> **Aufgabe 1**
Ersetzen Sie im Textauszug zum Vorfall um Anselm Njoua "Türsteher" durch "Sicherheitsmann" und geben Sie den Abschnitt von "Nachdem Anselm Njoua" bis einschließlich "schwer verstaucht ist." wieder.
> **Aufgabe 2**
Prüfen Sie, ob die Aussagen (a) bis (c) mit dem Textauszug übereinstimmen. Antworten Sie jeweils mit Ja oder Nein und zitieren Sie die entscheidenden Worte des Textauszugs wörtlich.
(a) Njoua stellt seinen Wagen so ab, dass der Angreifer nicht wegfahren kann.
(b) Neben dem Türsteher gibt es weitere Zeugen des Vorfalls.
(c) Der Arzt bescheinigt Njoua einen gebrochenen Finger.
> **Aufgabe 3**
Beantworten Sie anhand des Textauszugs kurz die folgenden Fragen.
(a) Wie viele Polizeibeamte treffen ein?
(b) Wann und wo sollen Njoua und der andere Mann ihre Aussagen zu Protokoll geben?
(c) Wohin begibt sich Njoua später am selben Abend?

> **Textauszug**
──────────

Nachdem Anselm Njoua sich endlich aus der Umklammerung befreien kann, ruft er die Polizei. Seinen Wagen parkt er weiterhin so, dass sein Angreifer nicht davonfahren kann. Nach Eintreffen zweier Polizeibeamter werden Njoua und der andere Mann von den beiden kurz zu dem Vorfall befragt und aufgefordert, am nächsten Tag auf der Polizeistation ihre Aussagen zu Protokoll zu geben. Der Türsteher bietet an, zugunsten von Anselm Njoua auszusagen, gesteht jedoch ein, den Vorfall nur am Rande mitbekommen zu haben. Weitere Zeugen des Vorfalles gibt es nicht. Später am selben Abend begibt sich Anselm Njoua ins Krankenhaus, wo ein Arzt ihm eine Bestätigung ausstellt, dass sein Finger schwer verstaucht ist.

──────────

> **Verfügbare Daten**
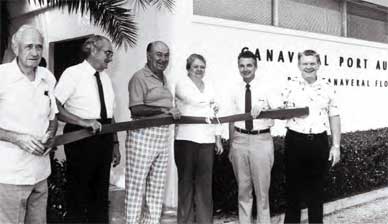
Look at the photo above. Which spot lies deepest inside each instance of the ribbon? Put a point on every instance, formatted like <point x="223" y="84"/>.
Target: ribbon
<point x="166" y="120"/>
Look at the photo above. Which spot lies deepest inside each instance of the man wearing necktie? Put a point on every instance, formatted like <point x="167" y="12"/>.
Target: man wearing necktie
<point x="85" y="99"/>
<point x="251" y="145"/>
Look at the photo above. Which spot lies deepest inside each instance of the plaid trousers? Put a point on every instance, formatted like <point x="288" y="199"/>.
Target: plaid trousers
<point x="145" y="174"/>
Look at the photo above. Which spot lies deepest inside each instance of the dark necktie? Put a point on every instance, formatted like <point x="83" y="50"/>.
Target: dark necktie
<point x="248" y="107"/>
<point x="101" y="94"/>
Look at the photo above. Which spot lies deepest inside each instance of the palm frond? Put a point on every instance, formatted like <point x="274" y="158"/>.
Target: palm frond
<point x="116" y="21"/>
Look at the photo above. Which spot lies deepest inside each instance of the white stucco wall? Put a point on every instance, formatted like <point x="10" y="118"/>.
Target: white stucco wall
<point x="220" y="41"/>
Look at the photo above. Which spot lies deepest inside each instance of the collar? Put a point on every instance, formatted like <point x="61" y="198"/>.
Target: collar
<point x="302" y="81"/>
<point x="40" y="74"/>
<point x="88" y="68"/>
<point x="149" y="73"/>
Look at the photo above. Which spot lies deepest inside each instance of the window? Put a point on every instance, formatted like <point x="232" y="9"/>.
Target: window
<point x="311" y="15"/>
<point x="367" y="23"/>
<point x="253" y="11"/>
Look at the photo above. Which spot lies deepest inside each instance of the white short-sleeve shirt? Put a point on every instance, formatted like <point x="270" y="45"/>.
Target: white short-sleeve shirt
<point x="77" y="90"/>
<point x="25" y="107"/>
<point x="192" y="102"/>
<point x="319" y="97"/>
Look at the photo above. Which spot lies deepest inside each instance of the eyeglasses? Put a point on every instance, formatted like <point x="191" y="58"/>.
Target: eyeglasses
<point x="108" y="53"/>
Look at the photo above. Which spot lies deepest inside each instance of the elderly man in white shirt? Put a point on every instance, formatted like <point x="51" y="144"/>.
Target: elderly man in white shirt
<point x="85" y="99"/>
<point x="251" y="144"/>
<point x="27" y="121"/>
<point x="307" y="147"/>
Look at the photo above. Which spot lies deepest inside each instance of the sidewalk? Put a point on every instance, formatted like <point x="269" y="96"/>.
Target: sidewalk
<point x="370" y="207"/>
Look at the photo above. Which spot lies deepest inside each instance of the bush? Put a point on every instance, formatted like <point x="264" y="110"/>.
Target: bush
<point x="56" y="197"/>
<point x="363" y="167"/>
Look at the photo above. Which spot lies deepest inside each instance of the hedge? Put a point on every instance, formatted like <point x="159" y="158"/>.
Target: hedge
<point x="363" y="167"/>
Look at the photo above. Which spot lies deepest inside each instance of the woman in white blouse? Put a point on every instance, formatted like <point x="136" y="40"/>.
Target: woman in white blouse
<point x="195" y="144"/>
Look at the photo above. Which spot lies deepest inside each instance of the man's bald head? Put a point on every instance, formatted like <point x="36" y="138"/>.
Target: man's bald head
<point x="27" y="44"/>
<point x="158" y="56"/>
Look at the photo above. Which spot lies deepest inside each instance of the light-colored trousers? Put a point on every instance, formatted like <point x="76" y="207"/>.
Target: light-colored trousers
<point x="252" y="157"/>
<point x="23" y="204"/>
<point x="145" y="174"/>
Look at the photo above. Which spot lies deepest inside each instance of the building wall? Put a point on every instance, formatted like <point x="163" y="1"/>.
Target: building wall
<point x="221" y="39"/>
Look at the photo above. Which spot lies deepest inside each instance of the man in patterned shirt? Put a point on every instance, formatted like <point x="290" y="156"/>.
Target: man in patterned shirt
<point x="306" y="143"/>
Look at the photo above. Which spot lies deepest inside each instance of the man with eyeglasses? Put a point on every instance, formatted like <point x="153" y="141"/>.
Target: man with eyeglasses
<point x="85" y="99"/>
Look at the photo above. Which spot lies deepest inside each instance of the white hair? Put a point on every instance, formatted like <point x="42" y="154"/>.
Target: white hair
<point x="16" y="37"/>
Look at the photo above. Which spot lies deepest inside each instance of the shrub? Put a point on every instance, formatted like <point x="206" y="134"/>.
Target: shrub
<point x="363" y="167"/>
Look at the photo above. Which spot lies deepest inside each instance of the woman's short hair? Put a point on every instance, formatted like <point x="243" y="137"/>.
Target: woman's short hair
<point x="309" y="53"/>
<point x="192" y="58"/>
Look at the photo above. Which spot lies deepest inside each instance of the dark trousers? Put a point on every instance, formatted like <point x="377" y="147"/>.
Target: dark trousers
<point x="87" y="175"/>
<point x="194" y="162"/>
<point x="306" y="169"/>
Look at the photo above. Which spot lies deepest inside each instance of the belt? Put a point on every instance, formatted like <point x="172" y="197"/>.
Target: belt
<point x="252" y="132"/>
<point x="310" y="136"/>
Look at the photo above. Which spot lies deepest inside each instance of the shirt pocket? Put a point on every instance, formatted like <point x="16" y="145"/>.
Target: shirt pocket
<point x="43" y="101"/>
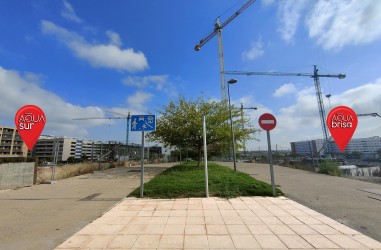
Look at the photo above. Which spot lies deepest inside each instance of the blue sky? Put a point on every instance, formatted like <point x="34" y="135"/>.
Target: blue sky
<point x="79" y="59"/>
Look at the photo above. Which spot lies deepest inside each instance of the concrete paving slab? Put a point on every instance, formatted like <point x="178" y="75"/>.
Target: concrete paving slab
<point x="236" y="224"/>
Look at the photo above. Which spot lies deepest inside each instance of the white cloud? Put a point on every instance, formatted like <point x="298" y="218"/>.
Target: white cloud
<point x="301" y="121"/>
<point x="114" y="38"/>
<point x="157" y="81"/>
<point x="98" y="55"/>
<point x="336" y="24"/>
<point x="285" y="89"/>
<point x="254" y="51"/>
<point x="139" y="100"/>
<point x="69" y="13"/>
<point x="17" y="90"/>
<point x="289" y="13"/>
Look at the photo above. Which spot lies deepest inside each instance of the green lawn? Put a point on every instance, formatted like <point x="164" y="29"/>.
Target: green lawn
<point x="187" y="180"/>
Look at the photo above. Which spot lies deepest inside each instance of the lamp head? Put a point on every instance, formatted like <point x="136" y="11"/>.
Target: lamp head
<point x="232" y="81"/>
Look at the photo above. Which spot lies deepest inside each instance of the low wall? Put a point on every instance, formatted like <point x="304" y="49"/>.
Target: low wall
<point x="15" y="175"/>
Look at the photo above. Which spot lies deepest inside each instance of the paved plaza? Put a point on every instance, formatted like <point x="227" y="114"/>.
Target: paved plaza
<point x="215" y="223"/>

──────────

> **Antwortfeld 1**
Nachdem Anselm Njoua sich endlich aus der Umklammerung befreien kann, ruft er die Polizei. Seinen Wagen parkt er weiterhin so, dass sein Angreifer nicht davonfahren kann. Nach Eintreffen zweier Polizeibeamter werden Njoua und der andere Mann von den beiden kurz zu dem Vorfall befragt und aufgefordert, am nächsten Tag auf der Polizeistation ihre Aussagen zu Protokoll zu geben. Der Sicherheitsmann bietet an, zugunsten von Anselm Njoua auszusagen, gesteht jedoch ein, den Vorfall nur am Rande mitbekommen zu haben. Weitere Zeugen des Vorfalles gibt es nicht. Später am selben Abend begibt sich Anselm Njoua ins Krankenhaus, wo ein Arzt ihm eine Bestätigung ausstellt, dass sein Finger schwer verstaucht ist.

> **Antwortfeld 2**
(a) Ja: "Seinen Wagen parkt er weiterhin so, dass sein Angreifer nicht davonfahren kann."
(b) Nein: "Weitere Zeugen des Vorfalles gibt es nicht."
(c) Nein: "dass sein Finger schwer verstaucht ist"

> **Antwortfeld 3**
(a) Zwei.
(b) Am nächsten Tag auf der Polizeistation.
(c) Ins Krankenhaus.